> Prompt 1
According to the "You Never Know" song text, which label released the single?
> Prompt 2
Transcribe the "You Never Know" song text, starting at "Music video" and ending at "Me, Vol. 1.".

> Document text
## BEGIN

Single by Ai featuring MJ116

from the EP It's All Me, Vol. 1
- Language: English; Japanese; Mandarin;
- Released: August 9, 2019
- Recorded: 2019
- Genre: Hip hop; mandopop; J-pop;
- Length: 4:36
- Label: EMI
- Songwriter(s): Ai Uemura; Mu Yuan Lin; Wen Jie Zhou; Yu Rong Chen;
- Producer(s): Vava; AI;

Ai singles chronology
| "Summer Magic" (2019) | "You Never Know" (2019) | "Baby You Can Cry" (2019) |

Music video
- "You Never Know" on YouTube

= You Never Know (Ai song) =

"You Never Know" is a song recorded by Japanese-American singer-songwriter Ai featuring Taiwanese hip hop group MJ116, released on August 9, 2019, by EMI Records as the second single from Ai's extended play, It's All Me, Vol. 1.

## END

> Entries supplied
## BEGIN

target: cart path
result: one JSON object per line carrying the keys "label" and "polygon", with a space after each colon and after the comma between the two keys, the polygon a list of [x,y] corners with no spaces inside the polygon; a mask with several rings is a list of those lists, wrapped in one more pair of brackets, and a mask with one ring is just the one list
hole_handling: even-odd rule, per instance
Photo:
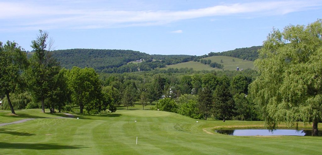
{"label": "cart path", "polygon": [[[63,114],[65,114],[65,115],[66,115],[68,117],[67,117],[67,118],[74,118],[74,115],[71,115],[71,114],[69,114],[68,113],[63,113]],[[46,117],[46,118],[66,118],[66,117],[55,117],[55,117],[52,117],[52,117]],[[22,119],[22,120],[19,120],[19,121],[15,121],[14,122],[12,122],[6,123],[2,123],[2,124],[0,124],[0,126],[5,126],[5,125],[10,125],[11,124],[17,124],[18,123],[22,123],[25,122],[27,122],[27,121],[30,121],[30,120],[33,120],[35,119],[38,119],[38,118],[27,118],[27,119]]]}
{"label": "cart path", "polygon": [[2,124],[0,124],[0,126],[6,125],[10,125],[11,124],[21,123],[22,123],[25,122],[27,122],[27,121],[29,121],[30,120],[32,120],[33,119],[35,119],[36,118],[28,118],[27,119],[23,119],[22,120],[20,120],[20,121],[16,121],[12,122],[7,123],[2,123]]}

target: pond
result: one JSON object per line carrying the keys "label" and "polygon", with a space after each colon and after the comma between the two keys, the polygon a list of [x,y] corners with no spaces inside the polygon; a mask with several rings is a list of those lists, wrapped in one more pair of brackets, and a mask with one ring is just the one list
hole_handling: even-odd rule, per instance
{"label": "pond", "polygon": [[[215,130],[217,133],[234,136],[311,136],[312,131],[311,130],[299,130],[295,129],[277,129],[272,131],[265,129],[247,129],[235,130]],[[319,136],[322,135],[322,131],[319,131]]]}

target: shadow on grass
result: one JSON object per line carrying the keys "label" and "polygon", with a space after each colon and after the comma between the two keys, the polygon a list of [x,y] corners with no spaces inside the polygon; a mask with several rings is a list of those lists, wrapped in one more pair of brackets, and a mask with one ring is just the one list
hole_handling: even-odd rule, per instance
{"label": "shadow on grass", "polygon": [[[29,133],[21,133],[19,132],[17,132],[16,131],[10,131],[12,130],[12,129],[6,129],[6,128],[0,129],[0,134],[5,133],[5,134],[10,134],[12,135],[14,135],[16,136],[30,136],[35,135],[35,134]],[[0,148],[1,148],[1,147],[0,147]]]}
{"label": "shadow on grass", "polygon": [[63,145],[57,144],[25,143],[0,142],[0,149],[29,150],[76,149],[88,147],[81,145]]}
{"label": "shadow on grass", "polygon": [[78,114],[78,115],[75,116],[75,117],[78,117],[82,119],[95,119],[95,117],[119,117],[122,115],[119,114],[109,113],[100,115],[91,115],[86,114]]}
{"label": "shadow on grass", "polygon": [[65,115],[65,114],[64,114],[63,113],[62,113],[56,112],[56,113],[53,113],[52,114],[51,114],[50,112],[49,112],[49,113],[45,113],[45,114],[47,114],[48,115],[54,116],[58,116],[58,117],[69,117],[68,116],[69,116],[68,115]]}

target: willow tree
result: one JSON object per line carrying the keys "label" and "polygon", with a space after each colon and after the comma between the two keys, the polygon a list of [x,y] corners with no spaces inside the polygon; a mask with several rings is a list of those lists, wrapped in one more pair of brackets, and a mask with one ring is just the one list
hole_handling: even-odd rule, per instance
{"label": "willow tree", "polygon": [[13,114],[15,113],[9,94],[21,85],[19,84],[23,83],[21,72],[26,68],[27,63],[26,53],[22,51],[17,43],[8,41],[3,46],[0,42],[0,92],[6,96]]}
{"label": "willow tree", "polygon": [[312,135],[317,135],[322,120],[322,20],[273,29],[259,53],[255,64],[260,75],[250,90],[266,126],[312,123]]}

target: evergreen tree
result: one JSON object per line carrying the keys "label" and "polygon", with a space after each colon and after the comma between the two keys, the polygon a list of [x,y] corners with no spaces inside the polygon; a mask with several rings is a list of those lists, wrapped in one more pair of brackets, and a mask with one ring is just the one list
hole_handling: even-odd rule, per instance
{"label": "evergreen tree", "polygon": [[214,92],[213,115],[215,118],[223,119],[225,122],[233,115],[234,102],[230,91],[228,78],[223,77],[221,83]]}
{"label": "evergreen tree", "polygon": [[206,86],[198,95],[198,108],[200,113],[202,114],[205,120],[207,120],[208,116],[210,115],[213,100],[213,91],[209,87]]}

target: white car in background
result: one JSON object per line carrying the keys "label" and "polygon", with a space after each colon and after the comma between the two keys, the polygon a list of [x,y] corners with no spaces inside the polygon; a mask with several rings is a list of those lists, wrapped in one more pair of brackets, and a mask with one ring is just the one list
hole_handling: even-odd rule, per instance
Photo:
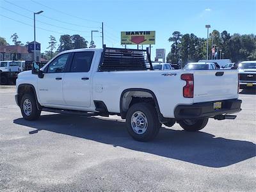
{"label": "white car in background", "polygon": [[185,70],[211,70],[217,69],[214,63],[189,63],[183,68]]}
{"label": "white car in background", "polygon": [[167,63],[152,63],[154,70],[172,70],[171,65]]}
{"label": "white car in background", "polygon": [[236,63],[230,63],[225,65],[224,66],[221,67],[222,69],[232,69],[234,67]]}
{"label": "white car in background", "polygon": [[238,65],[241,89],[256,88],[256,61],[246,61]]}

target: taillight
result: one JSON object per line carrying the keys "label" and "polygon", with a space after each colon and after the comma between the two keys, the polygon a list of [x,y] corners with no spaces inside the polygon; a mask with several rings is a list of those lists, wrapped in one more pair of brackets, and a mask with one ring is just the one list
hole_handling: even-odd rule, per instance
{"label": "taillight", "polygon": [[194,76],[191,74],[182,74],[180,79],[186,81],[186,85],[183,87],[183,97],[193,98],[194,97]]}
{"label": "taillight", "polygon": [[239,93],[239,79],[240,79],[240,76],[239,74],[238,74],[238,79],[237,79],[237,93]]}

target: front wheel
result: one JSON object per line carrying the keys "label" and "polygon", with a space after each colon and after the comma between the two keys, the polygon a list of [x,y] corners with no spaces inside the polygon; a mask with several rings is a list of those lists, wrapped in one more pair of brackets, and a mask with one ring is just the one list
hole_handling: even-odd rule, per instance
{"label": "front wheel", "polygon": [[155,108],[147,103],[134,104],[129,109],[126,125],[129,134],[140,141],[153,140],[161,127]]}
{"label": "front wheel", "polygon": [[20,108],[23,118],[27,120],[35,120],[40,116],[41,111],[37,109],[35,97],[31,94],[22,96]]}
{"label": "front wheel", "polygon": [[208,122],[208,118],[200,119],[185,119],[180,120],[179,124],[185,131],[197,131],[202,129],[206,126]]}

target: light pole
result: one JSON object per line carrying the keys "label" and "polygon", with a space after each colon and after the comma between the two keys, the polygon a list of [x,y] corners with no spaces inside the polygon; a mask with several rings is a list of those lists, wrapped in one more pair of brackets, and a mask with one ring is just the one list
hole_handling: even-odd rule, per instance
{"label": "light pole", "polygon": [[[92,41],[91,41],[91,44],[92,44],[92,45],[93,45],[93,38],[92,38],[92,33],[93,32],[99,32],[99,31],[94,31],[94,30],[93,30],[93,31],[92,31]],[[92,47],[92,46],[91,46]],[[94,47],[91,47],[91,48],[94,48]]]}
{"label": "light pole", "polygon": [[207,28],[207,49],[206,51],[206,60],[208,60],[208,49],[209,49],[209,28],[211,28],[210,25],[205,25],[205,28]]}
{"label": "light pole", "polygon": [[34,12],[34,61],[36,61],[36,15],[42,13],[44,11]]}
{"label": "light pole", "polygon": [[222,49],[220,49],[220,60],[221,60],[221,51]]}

## END

> Exercise result 1
EMI (EMI Records).

> Exercise result 2
Music video
- "You Never Know" on YouTube

= You Never Know (Ai song) =

"You Never Know" is a song recorded by Japanese-American singer-songwriter Ai featuring Taiwanese hip hop group MJ116, released on August 9, 2019, by EMI Records as the second single from Ai's extended play, It's All Me, Vol. 1.